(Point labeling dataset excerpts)
---
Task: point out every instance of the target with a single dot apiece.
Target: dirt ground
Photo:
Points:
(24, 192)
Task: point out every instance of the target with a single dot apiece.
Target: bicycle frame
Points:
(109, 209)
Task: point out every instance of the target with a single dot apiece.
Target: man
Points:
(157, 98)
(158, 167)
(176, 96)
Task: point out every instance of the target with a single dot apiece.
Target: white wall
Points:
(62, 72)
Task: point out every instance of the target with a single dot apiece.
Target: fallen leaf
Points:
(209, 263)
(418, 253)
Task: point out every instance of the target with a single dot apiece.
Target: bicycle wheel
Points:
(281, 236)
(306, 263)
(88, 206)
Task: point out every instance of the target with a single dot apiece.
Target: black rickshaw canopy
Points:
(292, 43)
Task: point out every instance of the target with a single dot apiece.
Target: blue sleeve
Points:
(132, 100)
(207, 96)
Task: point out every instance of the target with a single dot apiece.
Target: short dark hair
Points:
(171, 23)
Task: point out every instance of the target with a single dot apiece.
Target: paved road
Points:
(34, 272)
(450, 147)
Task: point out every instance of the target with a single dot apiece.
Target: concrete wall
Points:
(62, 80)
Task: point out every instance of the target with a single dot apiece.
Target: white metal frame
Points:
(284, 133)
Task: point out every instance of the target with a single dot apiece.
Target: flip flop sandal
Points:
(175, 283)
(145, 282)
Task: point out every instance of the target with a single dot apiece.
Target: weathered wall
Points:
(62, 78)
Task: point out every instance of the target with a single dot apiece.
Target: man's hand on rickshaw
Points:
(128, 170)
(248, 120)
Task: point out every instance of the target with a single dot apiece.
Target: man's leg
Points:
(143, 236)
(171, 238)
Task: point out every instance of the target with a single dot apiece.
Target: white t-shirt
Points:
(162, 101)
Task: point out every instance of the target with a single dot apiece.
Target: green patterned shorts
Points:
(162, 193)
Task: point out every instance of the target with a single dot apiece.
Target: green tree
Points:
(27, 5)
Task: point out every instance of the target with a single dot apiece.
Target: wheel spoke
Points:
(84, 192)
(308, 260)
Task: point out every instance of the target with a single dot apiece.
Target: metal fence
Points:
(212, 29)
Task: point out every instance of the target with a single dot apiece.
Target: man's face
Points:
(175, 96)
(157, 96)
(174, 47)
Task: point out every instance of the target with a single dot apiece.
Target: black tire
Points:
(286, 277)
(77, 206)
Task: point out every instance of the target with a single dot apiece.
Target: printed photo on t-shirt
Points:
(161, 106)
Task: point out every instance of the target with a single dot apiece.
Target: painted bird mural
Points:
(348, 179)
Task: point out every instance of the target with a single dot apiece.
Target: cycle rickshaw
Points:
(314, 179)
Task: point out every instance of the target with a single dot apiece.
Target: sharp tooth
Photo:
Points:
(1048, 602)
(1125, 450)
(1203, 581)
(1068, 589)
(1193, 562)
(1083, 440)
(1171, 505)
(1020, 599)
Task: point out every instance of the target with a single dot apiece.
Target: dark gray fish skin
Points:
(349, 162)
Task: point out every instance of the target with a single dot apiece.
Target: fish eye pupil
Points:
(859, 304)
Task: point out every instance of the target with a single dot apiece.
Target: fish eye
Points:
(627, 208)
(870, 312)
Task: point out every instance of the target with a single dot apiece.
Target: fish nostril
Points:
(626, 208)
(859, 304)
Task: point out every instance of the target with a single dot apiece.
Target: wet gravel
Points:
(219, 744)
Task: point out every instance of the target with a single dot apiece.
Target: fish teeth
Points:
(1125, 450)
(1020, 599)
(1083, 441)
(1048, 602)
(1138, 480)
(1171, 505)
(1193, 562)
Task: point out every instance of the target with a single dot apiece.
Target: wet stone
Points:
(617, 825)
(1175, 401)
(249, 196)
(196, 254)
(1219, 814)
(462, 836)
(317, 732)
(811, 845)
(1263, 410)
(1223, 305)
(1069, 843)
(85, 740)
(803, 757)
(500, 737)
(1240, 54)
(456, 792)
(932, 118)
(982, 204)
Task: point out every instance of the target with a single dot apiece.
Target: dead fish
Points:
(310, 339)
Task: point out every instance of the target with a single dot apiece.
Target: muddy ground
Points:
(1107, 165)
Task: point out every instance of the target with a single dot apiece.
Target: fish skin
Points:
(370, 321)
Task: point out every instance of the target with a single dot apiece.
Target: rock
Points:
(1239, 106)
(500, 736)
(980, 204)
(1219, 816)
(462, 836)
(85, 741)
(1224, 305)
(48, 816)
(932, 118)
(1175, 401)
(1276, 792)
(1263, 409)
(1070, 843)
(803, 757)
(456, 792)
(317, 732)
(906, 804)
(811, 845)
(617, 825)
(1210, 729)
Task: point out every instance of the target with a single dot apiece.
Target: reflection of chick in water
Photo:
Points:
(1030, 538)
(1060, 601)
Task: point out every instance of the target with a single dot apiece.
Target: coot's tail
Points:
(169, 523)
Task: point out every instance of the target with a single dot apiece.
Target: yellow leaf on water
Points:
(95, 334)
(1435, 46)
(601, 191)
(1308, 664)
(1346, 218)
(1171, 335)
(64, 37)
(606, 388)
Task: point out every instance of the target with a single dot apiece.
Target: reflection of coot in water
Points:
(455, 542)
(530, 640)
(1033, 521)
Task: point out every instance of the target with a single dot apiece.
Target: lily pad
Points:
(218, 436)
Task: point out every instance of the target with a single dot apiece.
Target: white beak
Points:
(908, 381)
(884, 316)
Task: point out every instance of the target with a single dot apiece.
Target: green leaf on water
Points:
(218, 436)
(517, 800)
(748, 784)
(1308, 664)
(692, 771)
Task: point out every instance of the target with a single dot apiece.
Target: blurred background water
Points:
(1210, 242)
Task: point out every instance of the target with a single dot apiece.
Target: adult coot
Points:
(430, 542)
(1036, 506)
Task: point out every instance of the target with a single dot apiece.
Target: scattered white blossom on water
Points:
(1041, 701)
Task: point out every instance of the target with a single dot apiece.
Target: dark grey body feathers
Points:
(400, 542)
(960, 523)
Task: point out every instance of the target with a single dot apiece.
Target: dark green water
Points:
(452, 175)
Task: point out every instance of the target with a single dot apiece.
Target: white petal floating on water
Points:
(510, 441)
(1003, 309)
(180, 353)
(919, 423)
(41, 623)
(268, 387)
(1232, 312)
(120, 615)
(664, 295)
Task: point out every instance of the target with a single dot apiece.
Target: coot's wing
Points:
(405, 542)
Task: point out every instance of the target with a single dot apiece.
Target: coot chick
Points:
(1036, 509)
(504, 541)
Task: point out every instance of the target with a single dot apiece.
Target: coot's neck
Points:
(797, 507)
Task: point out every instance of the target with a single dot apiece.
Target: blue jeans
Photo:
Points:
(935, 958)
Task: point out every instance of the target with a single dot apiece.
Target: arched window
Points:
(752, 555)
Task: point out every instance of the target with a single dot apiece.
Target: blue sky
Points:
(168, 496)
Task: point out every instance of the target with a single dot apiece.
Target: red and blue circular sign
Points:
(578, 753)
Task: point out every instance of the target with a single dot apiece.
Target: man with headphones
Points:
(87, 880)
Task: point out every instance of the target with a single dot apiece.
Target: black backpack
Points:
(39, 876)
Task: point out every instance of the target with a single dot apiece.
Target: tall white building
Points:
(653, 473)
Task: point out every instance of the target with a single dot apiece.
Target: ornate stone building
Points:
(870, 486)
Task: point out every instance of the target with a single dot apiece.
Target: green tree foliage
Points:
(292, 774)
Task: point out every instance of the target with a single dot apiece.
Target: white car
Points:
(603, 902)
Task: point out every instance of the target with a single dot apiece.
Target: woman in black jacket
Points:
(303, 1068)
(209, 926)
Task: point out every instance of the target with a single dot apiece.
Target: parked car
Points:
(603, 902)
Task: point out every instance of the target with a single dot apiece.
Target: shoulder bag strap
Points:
---
PROBLEM DESCRIPTION: Make an exact copy of every entry.

SOLUTION FOR THIS EXERCISE:
Task: point out every instance of the target with a single dot apiece.
Target: dirt ground
Photo:
Points:
(24, 192)
Task: point out every instance of the target with a single dot apiece.
Target: bicycle frame
Points:
(109, 209)
Task: point out every instance of the target with a single dot apiece.
Target: man
Points:
(157, 98)
(158, 167)
(176, 96)
Task: point out every instance of the target with a single dot apiece.
Target: white wall
Points:
(62, 72)
Task: point out every instance of the target with a single dot apiece.
Target: fallen leaf
Points:
(209, 263)
(418, 253)
Task: point out every instance of the target with a single dot apiece.
Target: bicycle wheel
Points:
(281, 236)
(306, 263)
(88, 206)
Task: point out every instance of the target with a single dot apiece.
Target: black rickshaw canopy
Points:
(292, 43)
Task: point out every instance of the target with a single dot apiece.
Target: blue sleeve
Points:
(132, 100)
(207, 96)
Task: point out every instance of the target with a single dot apiece.
Target: short dark hair
Points:
(171, 23)
Task: point out every instance of the target with a single dot apiece.
Target: paved road
Points:
(34, 272)
(450, 147)
Task: point out every instance of the target with a single dot apiece.
Target: concrete wall
Points:
(62, 80)
Task: point out every instance of the target with a single dot apiece.
Target: white metal frame
Points:
(284, 133)
Task: point out every instance of the target with a single dot apiece.
Target: flip flop sandal
Points:
(175, 283)
(145, 282)
Task: point out every instance of the target with a single dot apiece.
Target: weathered wall
Points:
(62, 78)
Task: point out every instance of the target with a single dot apiece.
Target: man's hand on rickshaw
Points:
(128, 170)
(248, 120)
Task: point out every instance of the target with a single dot apiece.
Target: man's leg
Points:
(143, 236)
(171, 238)
Task: point out every instance of the target with a single dot apiece.
Target: white t-shirt
Points:
(162, 101)
Task: point out every instance of the target with a single dot apiece.
Target: green patterned shorts
Points:
(162, 193)
Task: point out every instance of the target with a single dot apiece.
Target: green tree
Points:
(27, 5)
Task: point out every instance of the target with a single dot apiece.
Target: wheel spoke
Points:
(84, 192)
(308, 260)
Task: point out every instance of the target with a single dot apiece.
Target: metal fence
Points:
(212, 29)
Task: point out every instance of the target with a single dot apiece.
Target: man's face
Points:
(175, 96)
(157, 96)
(174, 47)
Task: point out every instance of the target with a single dot apiece.
Target: black tire
Points:
(286, 277)
(77, 206)
Task: point out every instance of the target with a single dot apiece.
Target: printed photo on t-shirt
Points:
(161, 106)
Task: point out every instance of the target with a single dot apiece.
Target: painted bird mural
Points:
(348, 179)
Task: point out every instance of the target with a single dot apiece.
Target: cycle rickshaw
Points:
(314, 179)
Task: point out every instance of the target with a single dot apiece.
Target: sharp tooth
Photo:
Points:
(1048, 602)
(1125, 450)
(1203, 581)
(1068, 589)
(1193, 562)
(1083, 440)
(1171, 505)
(1020, 599)
Task: point out every instance of the target with a single dot apiece.
Target: dark gray fish skin
Points:
(349, 162)
Task: point out every instance of the target with a single dot apiece.
Target: fish eye pupil
Points:
(859, 304)
Task: point out every instance of the target with a single dot apiece.
Target: fish eye
Points:
(627, 208)
(870, 312)
Task: point out every instance of the target with a single dot apiece.
Target: fish nostril
Points:
(626, 208)
(859, 304)
Task: point out every instance of the target with a single dot apiece.
Target: wet gravel
Points:
(219, 744)
Task: point out every instance of the target with a single dot apiece.
Target: fish teeth
Points:
(1125, 450)
(1020, 599)
(1083, 441)
(1048, 602)
(1138, 480)
(1171, 505)
(1193, 562)
Task: point out every instance of the target with a single dot apiece.
Target: wet stone
Points:
(617, 825)
(1175, 401)
(249, 196)
(196, 254)
(1219, 814)
(462, 836)
(317, 732)
(811, 845)
(1263, 410)
(1223, 305)
(1069, 843)
(85, 740)
(803, 757)
(500, 737)
(1240, 54)
(456, 792)
(932, 118)
(982, 204)
Task: point out every instance of the target with a single dot apiece.
Target: dead fish
Points:
(310, 339)
Task: point out every instance of the target with a single dot apiece.
Target: muddy ground
Points:
(1107, 165)
Task: point out every instance of the target with a single dot apiece.
Target: fish skin
Points:
(370, 321)
Task: point out every instance of the target with a single dot apiece.
Target: rock
Points:
(1239, 106)
(500, 736)
(980, 204)
(1219, 816)
(462, 836)
(85, 741)
(1224, 305)
(48, 816)
(932, 118)
(1175, 401)
(1276, 792)
(1263, 409)
(1070, 843)
(803, 757)
(456, 792)
(317, 732)
(906, 804)
(811, 845)
(617, 825)
(1210, 729)
Task: point out every instance of the target with a single dot apiece.
Target: reflection of chick in water
Photo:
Points:
(1030, 538)
(1060, 601)
Task: point out every instance of the target with a single dot apiece.
Target: coot's tail
Points:
(169, 523)
Task: point out every instance of the target with a single dot apiece.
Target: yellow leaf on water
Points:
(95, 334)
(1435, 46)
(601, 191)
(1308, 664)
(1346, 218)
(1171, 335)
(64, 37)
(606, 388)
Task: point out every instance of the target with a single dot apiece.
Target: reflection of coot in water
Points:
(455, 542)
(530, 640)
(1033, 521)
Task: point out every instance of the target with a single dot apiece.
Target: lily pad
Points:
(218, 436)
Task: point out every instance of the target with a single dot apiece.
Target: white beak
Points:
(908, 381)
(884, 316)
Task: point out every instance of the target with a single dot apiece.
Target: green leaf on water
Points:
(218, 436)
(517, 800)
(748, 784)
(1308, 664)
(692, 771)
Task: point out every instance of the target with a single dot apiece.
Target: blurred background water
Points:
(1210, 242)
Task: point out every instance of the target with a single dot apiece.
Target: adult coot
Points:
(430, 542)
(1036, 506)
Task: point out every instance of the target with a single dot apiece.
Target: scattered white blossom on water
Points:
(1041, 701)
Task: point out every instance of the target with a single dot apiece.
Target: dark grey body feathers
Points:
(400, 542)
(960, 523)
Task: point out every instance of the target with a single dot apiece.
Target: dark green water
Points:
(452, 175)
Task: point out every instance of the target with a single dot apiece.
Target: white petal floating on water
Points:
(510, 441)
(1003, 309)
(180, 353)
(919, 423)
(41, 623)
(268, 387)
(1232, 312)
(120, 615)
(664, 295)
Task: point out every instance of the target with a single dot apiece.
Target: coot's wing
Points:
(405, 542)
Task: point out every instance of the target with a single dot apiece.
Target: coot chick
Points:
(1036, 509)
(504, 541)
Task: point out every instance of the target with a single dot apiece.
Target: coot's neck
Points:
(797, 507)
Task: point out every instance of the target with a single dot apiece.
Target: blue jeans
Photo:
Points:
(935, 958)
Task: point out every instance of the target with a single dot apiece.
Target: arched window
Points:
(752, 555)
Task: point out every instance of the target with a single dot apiece.
Target: blue sky
Points:
(168, 496)
Task: point out every instance of the target with a single dot apiece.
Target: red and blue circular sign
Points:
(578, 753)
Task: point out every instance of the target with a single dot apiece.
Target: man with headphones
Points:
(87, 880)
Task: point out every instance of the target with a single dot apiece.
Target: black backpack
Points:
(39, 876)
Task: point out every instance of the target with a single dot apiece.
Target: tall white building
Points:
(653, 473)
Task: point out every instance of the target with a single dot apiece.
Target: ornate stone building
Points:
(870, 486)
Task: point out every instance of the target with a single dot apiece.
Target: green tree foliage
Points:
(292, 774)
Task: point out every instance of the target with a single dot apiece.
Target: white car
Points:
(603, 902)
Task: point out every instance of the target with a single dot apiece.
Target: woman in black jacket
Points:
(303, 1068)
(209, 926)
Task: point out every instance of the target with a single dot apiece.
Target: parked car
Points:
(603, 902)
Task: point out every instance of the target with a single dot apiece.
Target: shoulder bag strap
Points:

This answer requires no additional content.